===== Passage shown =====

1         Data modification

This part includes: renaming variable, different types of merges between files, reshaping data (wide to long, long to wide in simple macro)

 

1.1       Reorder variables

 

PROC SQL;

CREATE TABLE      reorderedfile AS

SELECT        var1,   var2,   var3

FROM                        filename;

QUIT;

 

 

1.2       Renaming variable

There is a trick to rename variables when you use the function rename depending on the position of rename in codes.

 

·         PUT RENAME IN THE POSITION OF SOURCE FILE:

DATA target; set source (rename= (var1=newvarname));

RUN;

 

In the case above, the var1 will be renamed before assign to the new dataset. In this case, you can directly use the newvarname to do further work inside of the code above.

 

·         PUT RENAME IN THE POSITION OF TARGET FILE:

DATA target rename= (var1=newvarname)); set source;

RUN;

 

In the case above, the var1 will be renamed after assign to the new dataset. In this case, you CAN NOT use the newvarname to do further work just inside of the code above.

 

1.3       Inserting rows into an existing table

Now suppose w need to add extra record into a existing data (table). Here is the SAS SQL code (if it is characteristic variable, you need to put   . If it is numeric variable, you don’t need   ):

 

·         PROC SQL PROCESS:

PROC SQL;

INSERT INTO           libname.SASfilename

SET                            varname1= “name”,

                                    varname2=value,

                                    varname3=value,

                                    varname4= “name”              /*notice no semi colon here now if there is a second record need to be inserted*/

SET                            varname1= “name”,

                                    varname2=value,

                                    varname3=value,

                                    varname4= “name”              /*notice no semi colon here now at the end of the record*/

;

QUIT;

 

A concise version for the SQL code above is:

 

INSERT INTO           libname.SASfilename

                                    (varname1, varname2, varname3, varname4)

VALUES                    (“name”, value, value, “name”)

VALUES                    (“name”, value, value, “name”)

===== Entries shown =====

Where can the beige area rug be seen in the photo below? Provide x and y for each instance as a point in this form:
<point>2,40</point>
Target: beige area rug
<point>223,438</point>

=====
===== Entries shown =====

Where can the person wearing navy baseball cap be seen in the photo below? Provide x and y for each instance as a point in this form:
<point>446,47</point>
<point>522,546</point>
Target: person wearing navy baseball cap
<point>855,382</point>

=====
===== Entries shown =====

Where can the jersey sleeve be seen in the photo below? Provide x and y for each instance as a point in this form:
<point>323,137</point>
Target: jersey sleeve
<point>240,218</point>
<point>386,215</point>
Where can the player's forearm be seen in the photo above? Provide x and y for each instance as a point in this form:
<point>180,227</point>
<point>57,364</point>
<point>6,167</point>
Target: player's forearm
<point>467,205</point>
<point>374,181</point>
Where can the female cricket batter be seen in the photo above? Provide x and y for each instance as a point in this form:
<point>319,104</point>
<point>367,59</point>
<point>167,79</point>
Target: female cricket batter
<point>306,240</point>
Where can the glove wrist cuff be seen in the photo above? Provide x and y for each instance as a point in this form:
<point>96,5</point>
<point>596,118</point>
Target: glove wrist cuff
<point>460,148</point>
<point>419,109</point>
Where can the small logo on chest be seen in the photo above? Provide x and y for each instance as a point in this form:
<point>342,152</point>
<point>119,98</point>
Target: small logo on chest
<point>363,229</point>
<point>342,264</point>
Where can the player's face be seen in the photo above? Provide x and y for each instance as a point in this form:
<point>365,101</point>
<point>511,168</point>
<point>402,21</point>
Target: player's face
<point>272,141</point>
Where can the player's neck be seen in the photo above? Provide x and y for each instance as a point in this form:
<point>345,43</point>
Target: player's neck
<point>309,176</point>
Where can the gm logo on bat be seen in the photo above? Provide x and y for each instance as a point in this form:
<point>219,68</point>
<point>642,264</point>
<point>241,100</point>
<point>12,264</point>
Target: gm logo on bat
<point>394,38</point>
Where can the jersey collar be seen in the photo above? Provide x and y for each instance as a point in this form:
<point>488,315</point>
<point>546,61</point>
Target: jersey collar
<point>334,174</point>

=====

Problem set:
[1] From the third block of the listing, print the lines from the line with "Where can the female" through the line with "<point>306,240</point>", reproducing each one unchanged.
[2] Pick up the SAS data modification notes right after their last line and keep writing them.

Answers by task:
[1]
Where can the female cricket batter be seen in the photo above? Provide x and y for each instance as a point in this form:
<point>319,104</point>
<point>367,59</point>
<point>167,79</point>
Target: female cricket batter
<point>306,240</point>

[2]
;

 

 

·         DATA STEP PROCESS:

 

DATA libname.SASfilename

                                    varname1= “name”;

                                    varname2=value;

                                    varname3=value;

                                    varname4= “name”;

OUTPUT;                  

                                    varname1= “name”;

                                    varname2=value;

                                    varname3=value;

                                    varname4= “name”  ;

            OUTPUT;

            STOP;

MODIFY libname.SASfilename;

RUN; 

 

 

After you run the code in your SAS program, you will get log confirms the operation:

 

2 rows were inserted into libname.SASfilename.

 

1.4        Deleting rows

 

·         PROC SQL PROCESS

 

PROC SQL;

DELETE FROM                    libname.SASfilename

WHERE                                 varname IN (“name”)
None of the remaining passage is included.